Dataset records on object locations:

- - -

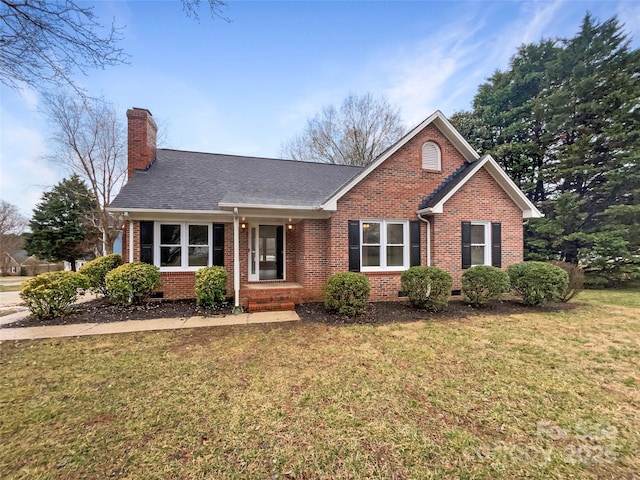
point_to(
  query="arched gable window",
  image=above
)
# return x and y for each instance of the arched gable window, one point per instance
(431, 156)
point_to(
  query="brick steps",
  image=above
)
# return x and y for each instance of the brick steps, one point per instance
(271, 307)
(271, 299)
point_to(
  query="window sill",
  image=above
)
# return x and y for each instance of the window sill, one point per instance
(383, 272)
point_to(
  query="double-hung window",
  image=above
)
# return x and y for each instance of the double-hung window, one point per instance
(384, 245)
(183, 246)
(480, 253)
(481, 244)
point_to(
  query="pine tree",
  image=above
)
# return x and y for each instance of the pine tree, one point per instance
(563, 121)
(60, 226)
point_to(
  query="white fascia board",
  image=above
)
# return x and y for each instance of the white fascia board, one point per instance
(174, 215)
(263, 206)
(529, 210)
(436, 118)
(165, 210)
(255, 212)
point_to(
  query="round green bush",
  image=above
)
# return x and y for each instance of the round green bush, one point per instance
(211, 286)
(427, 287)
(347, 293)
(132, 283)
(97, 269)
(576, 279)
(50, 294)
(538, 282)
(483, 284)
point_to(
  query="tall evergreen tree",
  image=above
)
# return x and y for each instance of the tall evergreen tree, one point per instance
(60, 227)
(563, 121)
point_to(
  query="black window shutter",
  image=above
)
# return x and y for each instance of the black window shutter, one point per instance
(466, 245)
(146, 242)
(354, 245)
(218, 244)
(414, 241)
(279, 252)
(496, 244)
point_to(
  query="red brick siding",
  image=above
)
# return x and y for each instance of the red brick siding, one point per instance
(394, 191)
(312, 259)
(142, 133)
(480, 199)
(316, 249)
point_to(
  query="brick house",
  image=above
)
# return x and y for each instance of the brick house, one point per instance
(282, 227)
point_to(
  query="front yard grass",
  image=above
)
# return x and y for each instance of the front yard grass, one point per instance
(548, 395)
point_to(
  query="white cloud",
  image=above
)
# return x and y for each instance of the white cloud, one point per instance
(24, 174)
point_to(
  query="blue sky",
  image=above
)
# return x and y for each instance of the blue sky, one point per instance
(246, 86)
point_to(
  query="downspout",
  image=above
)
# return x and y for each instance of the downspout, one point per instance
(428, 238)
(236, 262)
(126, 217)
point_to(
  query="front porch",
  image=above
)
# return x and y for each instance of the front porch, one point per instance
(270, 296)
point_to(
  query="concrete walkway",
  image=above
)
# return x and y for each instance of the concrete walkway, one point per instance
(55, 331)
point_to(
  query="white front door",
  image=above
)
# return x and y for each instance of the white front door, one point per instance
(266, 252)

- - -

GIVEN INSTRUCTION: Tally the lines in the records above that contain the string "brick", treating uppercase and lowercase as different. Reply with the number alone.

RESPONSE TO THE TASK: 6